● Passage given
-- begin --
If you have concerns about the debtor's
name or the debtor goes by several names,
we recommend you use all combinations
of the debtor's name in the registration.
For example, Alexander R. Levy could
be described as (i) Alexander R. Levy, (ii)
Alex Levy, (iii) Alexander Ragan Levy,
and (iv) Alex R. Levy.
In regards to a debtor corporation,
you should be sure to have a copy of
the articles of incorporation (or similar
document) and any corresponding
amendments in your possession.
A registration of a corporate name
should list both the English name and
the French name, if applicable. It the
corporation uses a business name, it is
prudent to register this name as well.
Description of Collateral
The secured party is given the option to
describe the collateral using words on the
financing statement.
Many years ago, describing the
collateral using words was a requirement.
However, under the current version
of the PPSA, secured parties have the
(recommended) option to simply check
generic boxes describing the collateral
such as "inventory" or "equipment,"
rather than describing the collateral in
detail.
The benefit of checking the generic
boxes to describe the collateral is that
it affords the secured party greater
protection. The downside is that a third
party will not be able to tell exactly
what collateral you have secured and
may ask for an explanation. While the
pros of additional protection must be
weighed against the cons of potentially
being bothered, generally speaking it is
recommended that you check boxes rather
than inserting words in the collateral
description section of the financing
statement.
Priority
To be granted the highest level of
protection as a creditor, there must be
"attachment" and "perfection" of a
security interest.
"Attachment" of a security interest
to collateral happens when the following
conditions are met (i) a security agreement
is signed; (ii) it contains a description of
the collateral; (iii) value is given; (iv) the
debtor has rights in the collateral; and (v)
-- end --
● What the exercise asks
Copy the PPSA passage again, beginning at the words "A registration of" and ending after "name as well.", and swap "prudent" for "advisable". The material after this passage plays no part in the work here.

● Items
-- begin --
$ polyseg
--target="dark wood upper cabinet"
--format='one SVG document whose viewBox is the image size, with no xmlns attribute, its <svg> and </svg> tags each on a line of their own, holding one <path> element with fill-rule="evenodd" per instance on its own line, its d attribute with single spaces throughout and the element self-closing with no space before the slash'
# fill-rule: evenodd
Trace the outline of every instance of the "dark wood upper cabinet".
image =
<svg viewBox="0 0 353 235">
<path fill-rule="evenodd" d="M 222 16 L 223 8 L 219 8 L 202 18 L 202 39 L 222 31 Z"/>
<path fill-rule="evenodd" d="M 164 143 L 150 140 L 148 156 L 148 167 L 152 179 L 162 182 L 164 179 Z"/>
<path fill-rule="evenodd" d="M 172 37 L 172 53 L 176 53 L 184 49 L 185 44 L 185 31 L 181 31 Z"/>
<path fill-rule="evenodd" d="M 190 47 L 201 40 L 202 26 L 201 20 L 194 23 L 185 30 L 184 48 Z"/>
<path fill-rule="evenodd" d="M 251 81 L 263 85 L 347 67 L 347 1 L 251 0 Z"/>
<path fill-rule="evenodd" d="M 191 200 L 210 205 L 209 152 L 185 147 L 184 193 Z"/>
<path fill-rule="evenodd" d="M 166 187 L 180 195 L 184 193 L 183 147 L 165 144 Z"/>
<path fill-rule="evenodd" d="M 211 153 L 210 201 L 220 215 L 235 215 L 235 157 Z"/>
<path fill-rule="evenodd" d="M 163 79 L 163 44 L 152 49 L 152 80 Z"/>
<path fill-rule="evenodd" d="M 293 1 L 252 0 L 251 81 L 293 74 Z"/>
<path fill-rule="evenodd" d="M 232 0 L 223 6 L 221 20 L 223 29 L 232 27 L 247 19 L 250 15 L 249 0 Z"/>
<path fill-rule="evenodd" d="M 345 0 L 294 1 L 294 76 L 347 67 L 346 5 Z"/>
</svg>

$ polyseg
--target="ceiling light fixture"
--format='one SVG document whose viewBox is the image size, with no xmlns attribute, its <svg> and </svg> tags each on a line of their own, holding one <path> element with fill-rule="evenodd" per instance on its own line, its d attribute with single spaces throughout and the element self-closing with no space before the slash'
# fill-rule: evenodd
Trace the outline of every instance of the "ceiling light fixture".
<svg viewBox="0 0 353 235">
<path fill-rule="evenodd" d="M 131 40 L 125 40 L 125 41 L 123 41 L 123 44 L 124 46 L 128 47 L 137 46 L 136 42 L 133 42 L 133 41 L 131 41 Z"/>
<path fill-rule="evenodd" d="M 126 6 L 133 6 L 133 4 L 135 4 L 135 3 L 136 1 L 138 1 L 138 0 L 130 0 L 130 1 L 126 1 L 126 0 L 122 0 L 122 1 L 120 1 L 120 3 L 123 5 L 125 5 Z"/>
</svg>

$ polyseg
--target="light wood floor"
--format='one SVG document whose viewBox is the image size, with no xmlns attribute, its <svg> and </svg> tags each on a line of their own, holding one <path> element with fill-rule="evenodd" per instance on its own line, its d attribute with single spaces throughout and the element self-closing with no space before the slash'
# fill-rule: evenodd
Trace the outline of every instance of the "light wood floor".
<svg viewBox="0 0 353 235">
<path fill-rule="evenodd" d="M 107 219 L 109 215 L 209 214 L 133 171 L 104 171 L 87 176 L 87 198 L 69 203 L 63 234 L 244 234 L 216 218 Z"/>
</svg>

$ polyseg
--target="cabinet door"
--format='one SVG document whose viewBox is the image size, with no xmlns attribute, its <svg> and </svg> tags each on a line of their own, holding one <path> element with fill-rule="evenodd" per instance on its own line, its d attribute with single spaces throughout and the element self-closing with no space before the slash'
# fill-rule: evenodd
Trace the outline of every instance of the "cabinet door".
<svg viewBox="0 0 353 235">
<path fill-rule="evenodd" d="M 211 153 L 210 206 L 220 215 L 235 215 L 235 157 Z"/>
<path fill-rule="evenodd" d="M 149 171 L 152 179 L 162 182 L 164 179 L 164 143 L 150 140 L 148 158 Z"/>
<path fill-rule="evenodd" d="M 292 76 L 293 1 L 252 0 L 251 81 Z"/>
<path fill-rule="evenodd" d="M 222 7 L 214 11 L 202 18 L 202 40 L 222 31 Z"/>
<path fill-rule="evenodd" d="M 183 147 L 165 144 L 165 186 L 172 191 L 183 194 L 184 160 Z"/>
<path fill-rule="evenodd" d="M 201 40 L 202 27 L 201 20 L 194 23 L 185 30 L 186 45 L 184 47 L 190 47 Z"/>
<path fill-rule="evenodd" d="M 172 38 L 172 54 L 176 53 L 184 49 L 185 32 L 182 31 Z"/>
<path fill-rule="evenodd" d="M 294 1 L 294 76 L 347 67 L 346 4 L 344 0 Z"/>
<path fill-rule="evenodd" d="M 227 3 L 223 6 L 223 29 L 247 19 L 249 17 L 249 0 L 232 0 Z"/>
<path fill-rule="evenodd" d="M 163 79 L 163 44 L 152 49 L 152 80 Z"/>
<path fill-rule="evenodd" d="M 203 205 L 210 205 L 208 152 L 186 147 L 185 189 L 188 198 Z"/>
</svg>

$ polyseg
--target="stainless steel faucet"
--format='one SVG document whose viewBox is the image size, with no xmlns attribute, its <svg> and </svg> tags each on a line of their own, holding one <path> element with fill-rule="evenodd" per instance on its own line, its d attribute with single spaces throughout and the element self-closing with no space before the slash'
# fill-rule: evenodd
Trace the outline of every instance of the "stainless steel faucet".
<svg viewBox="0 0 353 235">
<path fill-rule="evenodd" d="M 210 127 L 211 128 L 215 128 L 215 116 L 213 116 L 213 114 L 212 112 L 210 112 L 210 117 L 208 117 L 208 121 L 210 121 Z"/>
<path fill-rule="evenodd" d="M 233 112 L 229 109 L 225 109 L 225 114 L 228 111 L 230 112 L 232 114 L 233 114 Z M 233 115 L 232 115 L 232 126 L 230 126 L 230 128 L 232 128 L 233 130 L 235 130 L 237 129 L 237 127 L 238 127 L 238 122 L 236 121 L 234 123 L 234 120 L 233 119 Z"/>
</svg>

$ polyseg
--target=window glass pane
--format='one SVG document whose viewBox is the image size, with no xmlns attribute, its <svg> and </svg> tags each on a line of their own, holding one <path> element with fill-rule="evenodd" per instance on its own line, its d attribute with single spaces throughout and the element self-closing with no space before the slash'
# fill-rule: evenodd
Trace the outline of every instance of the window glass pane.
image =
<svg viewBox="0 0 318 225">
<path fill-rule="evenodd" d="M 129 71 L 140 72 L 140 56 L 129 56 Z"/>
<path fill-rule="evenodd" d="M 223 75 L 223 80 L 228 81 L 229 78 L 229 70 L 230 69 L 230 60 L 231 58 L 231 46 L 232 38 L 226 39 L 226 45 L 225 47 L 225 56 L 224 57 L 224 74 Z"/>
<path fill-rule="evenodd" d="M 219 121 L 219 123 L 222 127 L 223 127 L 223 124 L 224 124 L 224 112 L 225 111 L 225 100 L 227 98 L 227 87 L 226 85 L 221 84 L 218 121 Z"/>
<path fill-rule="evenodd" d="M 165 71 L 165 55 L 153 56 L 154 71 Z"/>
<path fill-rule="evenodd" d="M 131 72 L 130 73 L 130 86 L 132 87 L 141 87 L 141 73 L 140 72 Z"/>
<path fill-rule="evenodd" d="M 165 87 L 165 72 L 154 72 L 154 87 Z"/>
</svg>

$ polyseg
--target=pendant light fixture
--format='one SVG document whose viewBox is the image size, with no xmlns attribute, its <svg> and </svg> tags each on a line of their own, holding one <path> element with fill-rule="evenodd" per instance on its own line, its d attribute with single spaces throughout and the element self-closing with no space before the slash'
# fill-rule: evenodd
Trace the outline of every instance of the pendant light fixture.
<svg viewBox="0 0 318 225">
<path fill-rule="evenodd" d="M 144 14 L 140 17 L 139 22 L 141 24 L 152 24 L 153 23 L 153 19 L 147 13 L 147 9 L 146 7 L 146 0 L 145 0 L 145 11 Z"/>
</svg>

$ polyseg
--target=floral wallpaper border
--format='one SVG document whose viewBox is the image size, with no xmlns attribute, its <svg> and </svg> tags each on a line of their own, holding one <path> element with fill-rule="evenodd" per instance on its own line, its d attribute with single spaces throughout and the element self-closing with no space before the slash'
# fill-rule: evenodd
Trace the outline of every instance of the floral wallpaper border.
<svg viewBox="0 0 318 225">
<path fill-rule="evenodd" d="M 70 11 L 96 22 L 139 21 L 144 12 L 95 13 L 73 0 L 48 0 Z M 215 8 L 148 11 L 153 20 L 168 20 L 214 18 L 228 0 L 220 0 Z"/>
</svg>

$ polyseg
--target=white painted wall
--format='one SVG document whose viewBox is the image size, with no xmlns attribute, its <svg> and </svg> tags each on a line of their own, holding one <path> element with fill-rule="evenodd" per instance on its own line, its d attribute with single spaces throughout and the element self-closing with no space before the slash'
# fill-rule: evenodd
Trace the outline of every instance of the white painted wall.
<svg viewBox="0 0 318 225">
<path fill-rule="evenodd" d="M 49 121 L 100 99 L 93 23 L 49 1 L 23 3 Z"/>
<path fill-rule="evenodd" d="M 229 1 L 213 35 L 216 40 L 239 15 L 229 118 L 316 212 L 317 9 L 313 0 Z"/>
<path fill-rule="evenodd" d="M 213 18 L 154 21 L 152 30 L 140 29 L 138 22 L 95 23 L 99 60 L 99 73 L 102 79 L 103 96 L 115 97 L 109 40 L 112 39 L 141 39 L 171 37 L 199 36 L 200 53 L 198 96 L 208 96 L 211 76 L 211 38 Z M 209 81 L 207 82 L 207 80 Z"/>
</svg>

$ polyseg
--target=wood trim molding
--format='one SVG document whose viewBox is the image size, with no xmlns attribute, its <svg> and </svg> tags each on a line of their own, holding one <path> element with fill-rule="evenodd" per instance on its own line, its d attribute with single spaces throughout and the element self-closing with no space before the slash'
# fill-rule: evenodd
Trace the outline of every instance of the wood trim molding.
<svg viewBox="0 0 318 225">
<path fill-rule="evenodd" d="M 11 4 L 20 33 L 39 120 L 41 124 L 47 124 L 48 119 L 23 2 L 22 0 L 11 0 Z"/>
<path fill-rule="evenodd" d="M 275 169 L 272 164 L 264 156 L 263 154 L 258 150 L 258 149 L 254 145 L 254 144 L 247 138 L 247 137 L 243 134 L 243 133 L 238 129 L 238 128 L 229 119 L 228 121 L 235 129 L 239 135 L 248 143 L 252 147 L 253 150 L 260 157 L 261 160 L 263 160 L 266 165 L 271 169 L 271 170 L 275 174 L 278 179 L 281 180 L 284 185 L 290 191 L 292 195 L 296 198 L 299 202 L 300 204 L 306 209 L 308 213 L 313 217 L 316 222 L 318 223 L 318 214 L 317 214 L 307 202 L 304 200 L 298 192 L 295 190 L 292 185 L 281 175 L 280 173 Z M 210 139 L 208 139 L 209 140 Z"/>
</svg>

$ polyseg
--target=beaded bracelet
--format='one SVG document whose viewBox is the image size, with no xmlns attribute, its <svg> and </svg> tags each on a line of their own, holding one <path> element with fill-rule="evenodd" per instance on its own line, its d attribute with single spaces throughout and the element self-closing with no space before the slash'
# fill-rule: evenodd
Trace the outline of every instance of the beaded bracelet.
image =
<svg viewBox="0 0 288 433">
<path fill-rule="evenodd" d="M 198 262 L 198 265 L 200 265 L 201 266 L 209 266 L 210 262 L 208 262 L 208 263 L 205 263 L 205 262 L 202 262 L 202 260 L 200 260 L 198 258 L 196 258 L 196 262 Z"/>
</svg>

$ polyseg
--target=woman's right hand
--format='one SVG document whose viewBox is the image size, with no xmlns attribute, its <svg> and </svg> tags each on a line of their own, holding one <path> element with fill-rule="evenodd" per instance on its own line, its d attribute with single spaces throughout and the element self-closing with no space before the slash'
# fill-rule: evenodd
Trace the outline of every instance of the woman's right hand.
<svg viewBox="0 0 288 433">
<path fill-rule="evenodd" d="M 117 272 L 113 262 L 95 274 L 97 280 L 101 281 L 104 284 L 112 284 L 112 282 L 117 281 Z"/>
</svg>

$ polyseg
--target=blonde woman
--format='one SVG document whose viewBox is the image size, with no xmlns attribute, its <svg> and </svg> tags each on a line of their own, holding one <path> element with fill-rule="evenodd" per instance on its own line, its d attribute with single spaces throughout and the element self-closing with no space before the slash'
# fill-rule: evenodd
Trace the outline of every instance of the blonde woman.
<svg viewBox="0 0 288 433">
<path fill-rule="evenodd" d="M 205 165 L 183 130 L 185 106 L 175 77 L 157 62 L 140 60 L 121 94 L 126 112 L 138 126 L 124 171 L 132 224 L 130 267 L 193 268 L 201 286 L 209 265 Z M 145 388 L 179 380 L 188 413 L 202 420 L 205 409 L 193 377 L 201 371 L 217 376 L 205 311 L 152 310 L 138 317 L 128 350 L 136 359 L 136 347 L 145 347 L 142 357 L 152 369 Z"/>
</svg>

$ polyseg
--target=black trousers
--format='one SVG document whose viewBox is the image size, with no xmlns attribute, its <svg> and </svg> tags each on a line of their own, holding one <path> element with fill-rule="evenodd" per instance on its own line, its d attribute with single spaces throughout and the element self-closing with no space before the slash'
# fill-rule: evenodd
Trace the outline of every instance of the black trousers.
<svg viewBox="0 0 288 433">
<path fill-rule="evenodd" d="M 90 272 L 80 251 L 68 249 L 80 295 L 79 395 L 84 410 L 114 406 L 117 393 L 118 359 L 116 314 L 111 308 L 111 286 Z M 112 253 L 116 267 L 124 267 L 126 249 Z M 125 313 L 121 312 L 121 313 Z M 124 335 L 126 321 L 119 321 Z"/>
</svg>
-- end --
● Answer for this exercise
A registration of a corporate name
should list both the English name and
the French name, if applicable. It the
corporation uses a business name, it is
advisable to register this name as well.